__Objectif__:
Prolongez le carnet de voyage consacré à Sky Blue en reprenant juste après sa dernière phrase.

__Texte extrait__:
┄┄┄┄┄┄
CDV #04 - Devin Townsend Project - Sky Blue

Carnet de voyage

Comme le navigateur, le mélomane cherche toujours de nouvelles destinations. Il tient le registre de ses expériences, le souvenir de ses plus beaux lieux d’égarement profondément enfoui dans sa mémoire.

Il maintient la liste à jour, la conservant précieusement en lui.

Ainsi chaque nouveau carnet est comme un mini-sanctuaire dédié à la mémoire de ces œuvres qui ont marqué son voyage.

Puisque la musique se partage, comme l’océan, je me propose pour reparler à travers ces carnets d'œuvres qui par malheur, par bonheur ou par hasard ont croisé ma route.


SKYBLUE_ED7 Éclipse au milieu de l'inconnu - Elite: Dangerous

"3, 2, 1, 0"

Un flash m'inonde de lumière. Ma vision s'éclaircit de nouveau puis l'air est déchiré par un son assourdissant. J'admire un vaisseau qui part. À son bord une vie, un rêve, un avenir scellé et l'idée d'un ailleurs. Les flammes qui le propulsent ne me brûlent plus le visage, il ne reste que le vent qui hurle leur souvenir. Je peux encore en sentir la chaleur sur mes joues, alors qu'un point lumineux s'éloigne dans les hauteurs de l'atmosphère. Il disparaît peu à peu pour peut-être ne jamais revenir. La lointaine traînée de vapeur qu'il laisse est dispersée par le vent. Le silence redevient maître.

Je persiste les yeux vers le ciel, plongé dans le souvenir de mes premières explorations.
┄┄┄┄┄┄
__Lignes fournies__:

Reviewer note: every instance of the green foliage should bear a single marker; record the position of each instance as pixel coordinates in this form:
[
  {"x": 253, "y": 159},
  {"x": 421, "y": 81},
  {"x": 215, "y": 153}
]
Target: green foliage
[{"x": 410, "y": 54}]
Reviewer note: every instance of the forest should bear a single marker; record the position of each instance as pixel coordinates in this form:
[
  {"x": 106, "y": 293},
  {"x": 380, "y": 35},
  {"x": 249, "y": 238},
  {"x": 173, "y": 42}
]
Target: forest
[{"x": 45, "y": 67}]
┄┄┄┄┄┄
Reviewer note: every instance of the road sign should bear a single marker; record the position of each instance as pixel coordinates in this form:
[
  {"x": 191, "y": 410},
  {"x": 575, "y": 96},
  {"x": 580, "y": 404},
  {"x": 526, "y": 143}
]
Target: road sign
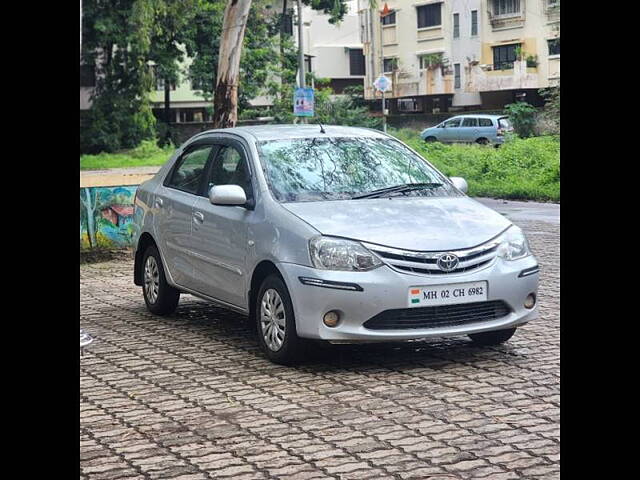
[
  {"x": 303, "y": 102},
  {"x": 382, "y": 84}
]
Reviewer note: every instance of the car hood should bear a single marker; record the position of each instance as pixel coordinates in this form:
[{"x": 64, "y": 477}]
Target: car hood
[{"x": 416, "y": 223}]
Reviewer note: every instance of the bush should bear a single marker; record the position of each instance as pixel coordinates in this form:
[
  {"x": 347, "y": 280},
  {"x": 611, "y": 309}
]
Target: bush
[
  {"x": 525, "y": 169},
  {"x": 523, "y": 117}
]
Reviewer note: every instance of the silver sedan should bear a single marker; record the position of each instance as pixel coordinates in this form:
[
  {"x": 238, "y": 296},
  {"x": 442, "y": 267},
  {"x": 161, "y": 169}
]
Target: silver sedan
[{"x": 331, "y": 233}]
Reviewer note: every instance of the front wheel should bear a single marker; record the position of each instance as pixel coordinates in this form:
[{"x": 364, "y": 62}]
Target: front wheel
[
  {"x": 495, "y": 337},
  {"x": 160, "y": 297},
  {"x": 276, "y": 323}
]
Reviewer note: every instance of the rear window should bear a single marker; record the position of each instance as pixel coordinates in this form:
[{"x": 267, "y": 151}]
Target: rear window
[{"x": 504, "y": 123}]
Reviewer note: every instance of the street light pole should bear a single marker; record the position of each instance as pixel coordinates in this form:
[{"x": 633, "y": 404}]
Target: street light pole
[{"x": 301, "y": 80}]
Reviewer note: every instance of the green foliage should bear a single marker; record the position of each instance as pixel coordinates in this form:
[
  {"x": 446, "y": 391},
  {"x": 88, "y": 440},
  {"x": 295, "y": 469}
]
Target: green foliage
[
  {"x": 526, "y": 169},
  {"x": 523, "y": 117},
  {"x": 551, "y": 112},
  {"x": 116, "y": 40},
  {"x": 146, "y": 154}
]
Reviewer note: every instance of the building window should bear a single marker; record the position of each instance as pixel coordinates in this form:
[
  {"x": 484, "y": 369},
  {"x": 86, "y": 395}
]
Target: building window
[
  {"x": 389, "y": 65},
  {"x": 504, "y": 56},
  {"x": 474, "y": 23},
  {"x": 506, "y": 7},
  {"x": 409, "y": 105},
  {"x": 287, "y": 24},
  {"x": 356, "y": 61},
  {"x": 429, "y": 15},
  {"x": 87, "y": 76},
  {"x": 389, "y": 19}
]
┄┄┄┄┄┄
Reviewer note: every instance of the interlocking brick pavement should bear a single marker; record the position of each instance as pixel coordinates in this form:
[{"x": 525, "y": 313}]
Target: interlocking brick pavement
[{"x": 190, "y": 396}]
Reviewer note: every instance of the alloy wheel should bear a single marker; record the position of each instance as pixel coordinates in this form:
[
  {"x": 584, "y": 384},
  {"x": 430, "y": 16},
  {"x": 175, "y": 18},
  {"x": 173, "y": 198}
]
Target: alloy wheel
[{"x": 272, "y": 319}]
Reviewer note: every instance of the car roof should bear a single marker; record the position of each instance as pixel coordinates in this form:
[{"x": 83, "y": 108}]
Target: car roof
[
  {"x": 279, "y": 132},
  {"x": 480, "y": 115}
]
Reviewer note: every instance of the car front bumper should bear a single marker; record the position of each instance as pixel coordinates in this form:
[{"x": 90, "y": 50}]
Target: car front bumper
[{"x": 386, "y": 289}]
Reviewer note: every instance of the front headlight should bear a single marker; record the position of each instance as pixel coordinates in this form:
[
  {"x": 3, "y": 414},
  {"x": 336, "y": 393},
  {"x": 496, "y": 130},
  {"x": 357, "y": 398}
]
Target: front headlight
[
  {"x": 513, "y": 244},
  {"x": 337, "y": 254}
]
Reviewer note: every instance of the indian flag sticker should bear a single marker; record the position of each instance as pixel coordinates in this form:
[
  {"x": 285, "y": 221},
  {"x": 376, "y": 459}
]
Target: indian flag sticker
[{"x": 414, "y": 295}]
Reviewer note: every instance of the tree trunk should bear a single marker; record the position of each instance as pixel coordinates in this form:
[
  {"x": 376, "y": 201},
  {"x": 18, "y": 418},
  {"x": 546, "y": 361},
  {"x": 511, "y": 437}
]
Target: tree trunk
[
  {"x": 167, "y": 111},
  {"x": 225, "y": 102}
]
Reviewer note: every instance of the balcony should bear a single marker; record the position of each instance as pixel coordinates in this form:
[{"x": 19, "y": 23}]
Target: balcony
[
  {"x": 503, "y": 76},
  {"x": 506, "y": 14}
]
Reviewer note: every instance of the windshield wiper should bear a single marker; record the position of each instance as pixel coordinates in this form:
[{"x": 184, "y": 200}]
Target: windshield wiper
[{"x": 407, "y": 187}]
┄┄┄┄┄┄
__Résultat attendu__:
SKYBLUE_ED5 Anneaux éclairés par une géante bleue - Elite: Dangerous

Dualité

Du souvenir il va être question aujourd'hui, mais pas que. Parfois les mots sont comme des dés, pouvant dévoiler différentes facettes. Ils peuvent souligner la fougueuse ambition tout comme une sereine retraite. En surface les choses peuvent paraître lumineuses. Seulement j'ai une affection particulière pour la dualité. Elle a permis à l'œuvre dont je vais vous parler aujourd'hui de m'accompagner durant plus d'un voyage. Cette œuvre, c'est le sixième album du Devin Townsend Project sorti en 2015.

Immersion musicale stellaire

Musique et astronomie sont, depuis des centaines d'années, deux disciplines intimement liées. Leur capacité à inspirer l'imaginaire n'y est certainement pas pour rien. Il y a même une affinité au-delà du vocabulaire. La musique est une vibration faite d'harmoniques, de fréquences propres, de mouvements et séquences. Elle peuple le vide et le rend moins hostile, voire le rend beau. Les astres, eux, courbent l'espace. Ils brillent, émettant des ondes qui remplissent elles aussi l'infini. Pendules éternels, leurs mouvements réguliers ont été un pilier pour les civilisations, sources de fascination intarissables.

Si je sais que je peux écrire ces mots, c'est parce que j'ai pu également les lire dans de multiples ouvrages. Les cieux nocturnes ont joué très longtemps le rôle d'inspiration. À l'adolescence, j'étais dans la perspective de devenir astronome un jour moi aussi. Un métier qui marie les beautés scientifiques à celles de ma passion pour la musique. L'objectif semblait tout trouvé.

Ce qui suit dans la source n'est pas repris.